**** DATA IN THIS EXERCISE

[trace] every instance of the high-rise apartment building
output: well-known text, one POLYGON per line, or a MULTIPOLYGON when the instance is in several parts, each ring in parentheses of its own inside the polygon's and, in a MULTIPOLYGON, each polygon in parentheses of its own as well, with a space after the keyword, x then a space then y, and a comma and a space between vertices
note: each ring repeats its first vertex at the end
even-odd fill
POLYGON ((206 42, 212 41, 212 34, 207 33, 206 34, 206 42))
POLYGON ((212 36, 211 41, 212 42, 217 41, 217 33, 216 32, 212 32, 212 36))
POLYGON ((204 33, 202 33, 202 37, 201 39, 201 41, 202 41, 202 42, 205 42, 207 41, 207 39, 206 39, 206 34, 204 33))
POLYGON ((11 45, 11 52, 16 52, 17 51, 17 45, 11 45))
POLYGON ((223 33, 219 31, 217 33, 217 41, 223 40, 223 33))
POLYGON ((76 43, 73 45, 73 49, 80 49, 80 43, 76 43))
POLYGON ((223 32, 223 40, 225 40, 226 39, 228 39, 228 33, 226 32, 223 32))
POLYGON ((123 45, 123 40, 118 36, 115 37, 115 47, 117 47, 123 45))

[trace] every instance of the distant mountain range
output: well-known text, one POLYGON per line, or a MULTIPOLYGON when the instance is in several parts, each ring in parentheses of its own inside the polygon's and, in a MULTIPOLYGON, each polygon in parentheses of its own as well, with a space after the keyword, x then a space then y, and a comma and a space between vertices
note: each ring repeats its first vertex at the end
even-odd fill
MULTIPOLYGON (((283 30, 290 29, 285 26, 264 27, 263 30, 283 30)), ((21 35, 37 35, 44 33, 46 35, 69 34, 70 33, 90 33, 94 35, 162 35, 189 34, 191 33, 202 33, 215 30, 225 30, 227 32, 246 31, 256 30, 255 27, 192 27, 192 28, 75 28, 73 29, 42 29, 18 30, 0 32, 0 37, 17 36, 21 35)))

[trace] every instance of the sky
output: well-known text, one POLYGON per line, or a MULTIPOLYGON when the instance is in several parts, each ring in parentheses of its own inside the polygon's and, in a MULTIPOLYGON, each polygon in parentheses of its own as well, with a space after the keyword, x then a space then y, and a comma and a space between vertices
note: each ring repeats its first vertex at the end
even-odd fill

********

§ **WHAT TO DO**: Starting with the line that contains "[trace] every instance of the distant" and continuing through the last line of the entries, write those lines out again, requests included, with every coordinate in the answers shifted by -88.

§ **RESPONSE**:
[trace] every instance of the distant mountain range
output: well-known text, one POLYGON per line, or a MULTIPOLYGON when the instance is in several parts, each ring in parentheses of its own inside the polygon's and, in a MULTIPOLYGON, each polygon in parentheses of its own as well, with a space after the keyword, x then a space then y, and a comma and a space between vertices
note: each ring repeats its first vertex at the end
even-odd fill
MULTIPOLYGON (((195 -58, 202 -59, 197 -62, 176 -61, 175 -58, 195 -58)), ((-67 -53, -51 -53, -44 -55, -42 -53, -19 -54, -18 -55, 2 -55, 6 -53, 74 -53, 101 -54, 103 -55, 114 -55, 127 -58, 137 -58, 139 -56, 158 -57, 168 -58, 167 -61, 104 -61, 104 -60, -13 -60, -15 -59, -46 -59, -70 -58, -88 -56, -88 -51, -71 -52, -67 -53)))

[trace] every instance of the sky
output: well-known text, one POLYGON per line, or a MULTIPOLYGON when the instance is in several parts, each ring in parentheses of its own inside the polygon's and, in a MULTIPOLYGON, each polygon in parentheses of its own as well, with a space after the keyword, x then a space then y, and a comma and a space between vertices
note: each ring repeats its first vertex at the end
even-odd fill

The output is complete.